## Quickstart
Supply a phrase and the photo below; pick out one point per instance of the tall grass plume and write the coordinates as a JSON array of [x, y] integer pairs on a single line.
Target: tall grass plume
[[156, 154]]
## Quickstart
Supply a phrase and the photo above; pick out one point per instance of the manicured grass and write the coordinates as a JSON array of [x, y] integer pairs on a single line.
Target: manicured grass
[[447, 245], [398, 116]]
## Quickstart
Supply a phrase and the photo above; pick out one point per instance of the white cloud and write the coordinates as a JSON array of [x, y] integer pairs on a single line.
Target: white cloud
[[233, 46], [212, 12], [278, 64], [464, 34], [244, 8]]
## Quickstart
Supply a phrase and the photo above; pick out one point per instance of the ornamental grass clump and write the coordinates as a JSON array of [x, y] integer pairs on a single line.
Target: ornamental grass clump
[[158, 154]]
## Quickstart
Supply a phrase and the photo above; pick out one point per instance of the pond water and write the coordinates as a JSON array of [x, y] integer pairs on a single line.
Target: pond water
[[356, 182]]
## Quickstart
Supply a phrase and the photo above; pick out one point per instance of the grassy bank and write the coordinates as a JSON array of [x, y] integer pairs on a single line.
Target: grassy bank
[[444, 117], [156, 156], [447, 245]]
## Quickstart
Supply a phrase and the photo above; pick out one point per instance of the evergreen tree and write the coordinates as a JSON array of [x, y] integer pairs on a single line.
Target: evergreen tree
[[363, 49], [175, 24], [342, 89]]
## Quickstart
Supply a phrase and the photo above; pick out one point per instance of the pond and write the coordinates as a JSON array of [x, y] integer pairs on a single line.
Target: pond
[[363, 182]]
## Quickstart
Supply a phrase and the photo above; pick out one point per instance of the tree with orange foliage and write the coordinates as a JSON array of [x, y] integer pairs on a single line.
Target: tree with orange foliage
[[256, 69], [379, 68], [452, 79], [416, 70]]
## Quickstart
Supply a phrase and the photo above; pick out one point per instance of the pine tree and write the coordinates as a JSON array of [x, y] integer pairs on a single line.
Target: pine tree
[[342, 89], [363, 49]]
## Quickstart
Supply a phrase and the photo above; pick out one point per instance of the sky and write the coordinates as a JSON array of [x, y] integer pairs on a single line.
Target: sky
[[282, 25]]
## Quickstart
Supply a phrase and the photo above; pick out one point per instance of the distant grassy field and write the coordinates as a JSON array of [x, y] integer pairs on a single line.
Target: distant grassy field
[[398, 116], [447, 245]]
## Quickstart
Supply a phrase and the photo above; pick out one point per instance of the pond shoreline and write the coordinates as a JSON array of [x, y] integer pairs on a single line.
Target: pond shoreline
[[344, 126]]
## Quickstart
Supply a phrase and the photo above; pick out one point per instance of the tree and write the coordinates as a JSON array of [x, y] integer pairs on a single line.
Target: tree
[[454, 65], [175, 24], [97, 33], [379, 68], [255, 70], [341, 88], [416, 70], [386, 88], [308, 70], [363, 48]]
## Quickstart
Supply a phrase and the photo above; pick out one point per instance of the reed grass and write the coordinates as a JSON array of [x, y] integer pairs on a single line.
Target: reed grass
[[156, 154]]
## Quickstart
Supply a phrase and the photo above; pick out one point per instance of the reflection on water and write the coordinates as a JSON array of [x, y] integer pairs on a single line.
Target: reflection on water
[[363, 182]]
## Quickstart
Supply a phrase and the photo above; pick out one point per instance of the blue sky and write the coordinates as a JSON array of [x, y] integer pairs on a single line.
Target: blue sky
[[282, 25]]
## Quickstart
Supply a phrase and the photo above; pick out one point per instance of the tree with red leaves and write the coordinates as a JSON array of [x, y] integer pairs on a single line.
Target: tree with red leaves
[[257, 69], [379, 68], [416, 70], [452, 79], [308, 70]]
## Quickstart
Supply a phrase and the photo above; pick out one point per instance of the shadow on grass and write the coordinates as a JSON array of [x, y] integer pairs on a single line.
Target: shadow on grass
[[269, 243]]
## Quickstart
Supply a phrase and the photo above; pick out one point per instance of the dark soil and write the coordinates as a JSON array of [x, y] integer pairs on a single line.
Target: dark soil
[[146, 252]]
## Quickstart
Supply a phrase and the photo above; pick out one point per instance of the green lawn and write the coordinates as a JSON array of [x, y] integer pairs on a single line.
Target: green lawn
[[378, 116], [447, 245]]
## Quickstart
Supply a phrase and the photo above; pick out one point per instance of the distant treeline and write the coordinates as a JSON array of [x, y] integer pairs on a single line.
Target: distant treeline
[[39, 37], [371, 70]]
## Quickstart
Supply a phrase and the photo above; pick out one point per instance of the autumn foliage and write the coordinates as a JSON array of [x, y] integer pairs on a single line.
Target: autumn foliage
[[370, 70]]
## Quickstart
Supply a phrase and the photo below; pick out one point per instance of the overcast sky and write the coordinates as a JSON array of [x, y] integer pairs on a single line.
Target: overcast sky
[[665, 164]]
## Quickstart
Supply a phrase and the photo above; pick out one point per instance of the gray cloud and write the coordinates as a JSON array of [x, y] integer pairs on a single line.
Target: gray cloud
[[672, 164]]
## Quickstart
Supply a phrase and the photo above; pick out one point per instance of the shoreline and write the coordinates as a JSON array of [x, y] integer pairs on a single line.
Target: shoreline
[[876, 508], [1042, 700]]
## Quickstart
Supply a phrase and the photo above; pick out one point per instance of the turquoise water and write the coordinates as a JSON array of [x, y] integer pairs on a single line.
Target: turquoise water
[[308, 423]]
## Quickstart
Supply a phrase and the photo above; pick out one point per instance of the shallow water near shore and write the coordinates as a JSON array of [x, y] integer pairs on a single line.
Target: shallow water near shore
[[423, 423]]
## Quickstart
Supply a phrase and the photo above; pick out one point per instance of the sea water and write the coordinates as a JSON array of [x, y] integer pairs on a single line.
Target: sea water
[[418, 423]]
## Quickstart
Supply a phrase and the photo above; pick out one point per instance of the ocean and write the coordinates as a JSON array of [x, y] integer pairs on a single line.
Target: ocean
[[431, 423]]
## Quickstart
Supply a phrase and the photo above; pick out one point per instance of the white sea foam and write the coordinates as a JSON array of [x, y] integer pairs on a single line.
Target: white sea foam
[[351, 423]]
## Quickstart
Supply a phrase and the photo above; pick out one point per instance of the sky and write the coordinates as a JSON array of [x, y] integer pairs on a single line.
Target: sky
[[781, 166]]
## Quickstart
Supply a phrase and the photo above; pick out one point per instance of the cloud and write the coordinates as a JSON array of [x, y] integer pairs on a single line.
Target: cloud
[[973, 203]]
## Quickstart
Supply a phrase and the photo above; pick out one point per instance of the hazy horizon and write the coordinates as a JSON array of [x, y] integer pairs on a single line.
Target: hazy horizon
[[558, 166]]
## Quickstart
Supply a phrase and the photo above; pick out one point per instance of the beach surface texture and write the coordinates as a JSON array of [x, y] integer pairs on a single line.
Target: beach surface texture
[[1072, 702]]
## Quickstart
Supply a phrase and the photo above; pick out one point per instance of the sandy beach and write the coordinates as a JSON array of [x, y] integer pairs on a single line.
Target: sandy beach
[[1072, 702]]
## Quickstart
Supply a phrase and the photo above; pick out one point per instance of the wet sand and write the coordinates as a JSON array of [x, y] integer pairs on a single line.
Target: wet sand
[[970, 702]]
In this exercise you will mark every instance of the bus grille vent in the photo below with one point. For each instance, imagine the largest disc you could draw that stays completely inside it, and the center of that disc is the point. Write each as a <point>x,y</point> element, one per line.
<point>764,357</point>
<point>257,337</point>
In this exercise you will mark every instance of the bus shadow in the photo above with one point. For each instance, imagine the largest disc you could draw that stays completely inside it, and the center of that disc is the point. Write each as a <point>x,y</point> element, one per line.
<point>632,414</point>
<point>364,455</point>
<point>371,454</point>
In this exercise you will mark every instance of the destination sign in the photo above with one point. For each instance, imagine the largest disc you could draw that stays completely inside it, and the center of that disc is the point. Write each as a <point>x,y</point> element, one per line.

────────

▶ [Stated task] Quote, without alteration, the final stretch of the entries: the line with "the bus shadow" onward to the last line.

▶ [Output of the task]
In this exercise you will mark every instance of the bus shadow in the photo above with one point. For each instance, imagine the largest disc you could draw that stays completely inside it, and the center of that disc is the point. Write each as a <point>x,y</point> element, one per line.
<point>632,414</point>
<point>364,455</point>
<point>371,454</point>
In this exercise you will mark every instance of the destination sign in the photo above with one point. For each instance, imagine the largest disc you could draw that stays completely inside it, and the center of that disc is the point. Write each as a <point>x,y</point> element, one per line.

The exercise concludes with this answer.